## Requirement
Reproduce word for word the stretch of the kstat post below from "Several of the" through "approximately microsecond resolution.".

## Source excerpt
#####
Tuesday, August 5, 2014

kstat changes in illumos

One of the nice changes to the kstat (kernel statistics) command in illumos is its conversion to C from perl. There were several areas in the illumos (nee OpenSolaris) code where perl had been used. But these were too few to maintain critical mass and it is difficult for interpreted runtimes to change at the pace of an OS, so keeping the two in lockstep is simply not worthwhile. So the few places where parts of illumos were written in perl have been replaced by native C implementations.

The kstat(1m) command rewritten in C was contributed by David Höppner, an active member of the illumos community. It is fast and efficient at filtering and printing kstats. By contrast, the old perl version had to start perl (an interpreter), find and load the kstat-to-perl module, and then filter and print the kstats. Internal to the kernel, kstats are stored as a name-value list (nvlist) containing strongly-typed data. Many of these are 64-bit integers. This poses a problem for the version of perl used (5.12) as the 64-bit support is dependent on the compiled version and illumos can be compiled for both 32 and 64 bit processors. To compensate for this mismatch, the following was added to the man page for kstat(3perl):

Several of the statistics provided by the kstat facility are stored as 64-bit integer values. Perl 5 does not yet internally support 64-bit integers, so these values are approximated in this module. There are two classes of 64-bit value to be dealt with: 64-bit intervals and times

These are the crtime and snaptime fields of all the statistics hashes, and the wtime, wlentime, wlastupdate, rtime, rlentime and rlastupdate fields of the kstat I/O statistics structures. These are measured by the kstat facility in nanoseconds, meaning that a 32-bit value would represent approximately 4 seconds. The alternative is to store the values as floating-point numbers, which offer approximately 53 bits of precision on present hardware. 64-bit intervals and timers as floating point values expressed in seconds, meaning that time-related kstats are being rounded to approximately microsecond resolution.

It is not useful to store these values as 32-bit values. As noted above, floating-point values offer 53 bitsof precision. Accordingly, all 64-bit counters are stored as floating-point values.

For consumers of the kstat(1m) command output, this means that kstat I/O statistics are stored as seconds (floating point) instead of nanoseconds. For example, with formatting adjusted for readability:
Perl-based kstat(1m)
#####
## Records provided

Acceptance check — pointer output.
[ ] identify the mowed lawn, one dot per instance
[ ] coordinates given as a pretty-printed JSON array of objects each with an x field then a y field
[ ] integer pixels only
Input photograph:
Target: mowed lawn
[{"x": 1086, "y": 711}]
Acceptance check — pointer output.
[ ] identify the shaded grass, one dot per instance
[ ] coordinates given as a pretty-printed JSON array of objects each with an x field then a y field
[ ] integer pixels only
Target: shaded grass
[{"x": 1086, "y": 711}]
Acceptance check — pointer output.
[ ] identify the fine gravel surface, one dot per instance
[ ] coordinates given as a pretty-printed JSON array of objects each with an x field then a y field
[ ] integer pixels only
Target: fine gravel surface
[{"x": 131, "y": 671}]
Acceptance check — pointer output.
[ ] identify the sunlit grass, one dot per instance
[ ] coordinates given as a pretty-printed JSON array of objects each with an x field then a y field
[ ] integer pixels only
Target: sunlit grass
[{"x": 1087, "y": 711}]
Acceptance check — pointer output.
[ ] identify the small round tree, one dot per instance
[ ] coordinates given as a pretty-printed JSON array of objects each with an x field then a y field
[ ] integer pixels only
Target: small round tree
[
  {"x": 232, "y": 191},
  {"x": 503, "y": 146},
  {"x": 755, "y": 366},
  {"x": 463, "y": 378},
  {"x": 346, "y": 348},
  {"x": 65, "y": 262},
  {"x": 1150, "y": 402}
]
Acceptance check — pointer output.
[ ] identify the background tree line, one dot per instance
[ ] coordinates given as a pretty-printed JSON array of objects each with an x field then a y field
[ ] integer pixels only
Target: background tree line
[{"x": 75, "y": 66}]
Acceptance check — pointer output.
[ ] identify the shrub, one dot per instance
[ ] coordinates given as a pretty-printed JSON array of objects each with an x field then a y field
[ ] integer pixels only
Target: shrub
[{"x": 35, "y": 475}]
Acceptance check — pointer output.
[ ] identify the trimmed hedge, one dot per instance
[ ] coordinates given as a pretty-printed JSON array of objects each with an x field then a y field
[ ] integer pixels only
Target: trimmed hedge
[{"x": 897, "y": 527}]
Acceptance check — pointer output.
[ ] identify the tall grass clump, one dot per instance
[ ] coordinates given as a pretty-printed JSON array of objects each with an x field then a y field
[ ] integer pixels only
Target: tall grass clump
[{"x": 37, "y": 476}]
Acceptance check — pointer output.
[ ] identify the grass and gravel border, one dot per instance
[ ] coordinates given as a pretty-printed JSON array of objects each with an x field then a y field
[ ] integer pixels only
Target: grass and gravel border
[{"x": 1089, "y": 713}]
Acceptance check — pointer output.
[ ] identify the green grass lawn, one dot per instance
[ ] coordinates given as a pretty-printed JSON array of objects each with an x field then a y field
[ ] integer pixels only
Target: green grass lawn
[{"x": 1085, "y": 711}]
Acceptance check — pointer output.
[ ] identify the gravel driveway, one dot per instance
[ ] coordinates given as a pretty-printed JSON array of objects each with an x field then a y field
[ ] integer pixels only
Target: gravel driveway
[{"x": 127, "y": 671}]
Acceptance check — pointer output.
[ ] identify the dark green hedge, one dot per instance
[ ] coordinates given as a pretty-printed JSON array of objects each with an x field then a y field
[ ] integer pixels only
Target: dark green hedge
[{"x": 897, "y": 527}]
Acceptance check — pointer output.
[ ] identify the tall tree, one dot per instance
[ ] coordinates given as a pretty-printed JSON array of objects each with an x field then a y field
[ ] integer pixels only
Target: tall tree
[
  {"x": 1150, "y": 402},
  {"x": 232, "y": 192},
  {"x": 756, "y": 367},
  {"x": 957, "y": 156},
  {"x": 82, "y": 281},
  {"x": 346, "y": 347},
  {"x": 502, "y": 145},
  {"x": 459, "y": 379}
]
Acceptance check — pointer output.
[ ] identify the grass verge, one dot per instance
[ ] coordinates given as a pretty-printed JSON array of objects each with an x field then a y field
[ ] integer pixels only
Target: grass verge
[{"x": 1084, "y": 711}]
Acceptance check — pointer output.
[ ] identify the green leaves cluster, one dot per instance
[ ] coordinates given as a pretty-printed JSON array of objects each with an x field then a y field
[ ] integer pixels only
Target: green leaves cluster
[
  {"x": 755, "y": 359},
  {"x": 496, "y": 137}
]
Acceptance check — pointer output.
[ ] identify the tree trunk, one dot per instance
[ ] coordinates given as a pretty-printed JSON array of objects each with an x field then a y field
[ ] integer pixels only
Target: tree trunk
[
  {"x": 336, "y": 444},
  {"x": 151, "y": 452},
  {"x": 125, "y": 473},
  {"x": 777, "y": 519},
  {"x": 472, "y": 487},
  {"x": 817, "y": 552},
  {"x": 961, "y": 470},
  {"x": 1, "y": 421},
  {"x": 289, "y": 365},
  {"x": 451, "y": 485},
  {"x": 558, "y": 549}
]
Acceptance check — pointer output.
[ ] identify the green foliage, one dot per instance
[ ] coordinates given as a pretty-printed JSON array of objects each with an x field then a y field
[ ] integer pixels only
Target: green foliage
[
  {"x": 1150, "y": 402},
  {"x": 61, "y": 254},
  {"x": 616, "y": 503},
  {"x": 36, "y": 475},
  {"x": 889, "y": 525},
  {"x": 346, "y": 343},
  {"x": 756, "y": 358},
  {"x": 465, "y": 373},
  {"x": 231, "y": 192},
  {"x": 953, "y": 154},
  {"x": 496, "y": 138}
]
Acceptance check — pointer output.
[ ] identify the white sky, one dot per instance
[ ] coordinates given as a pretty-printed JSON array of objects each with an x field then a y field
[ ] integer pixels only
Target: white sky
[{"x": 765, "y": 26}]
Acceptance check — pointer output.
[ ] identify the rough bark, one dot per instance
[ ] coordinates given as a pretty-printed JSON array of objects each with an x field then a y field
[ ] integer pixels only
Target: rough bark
#####
## Response to this task
Several of the statistics provided by the kstat facility are stored as 64-bit integer values. Perl 5 does not yet internally support 64-bit integers, so these values are approximated in this module. There are two classes of 64-bit value to be dealt with: 64-bit intervals and times

These are the crtime and snaptime fields of all the statistics hashes, and the wtime, wlentime, wlastupdate, rtime, rlentime and rlastupdate fields of the kstat I/O statistics structures. These are measured by the kstat facility in nanoseconds, meaning that a 32-bit value would represent approximately 4 seconds. The alternative is to store the values as floating-point numbers, which offer approximately 53 bits of precision on present hardware. 64-bit intervals and timers as floating point values expressed in seconds, meaning that time-related kstats are being rounded to approximately microsecond resolution.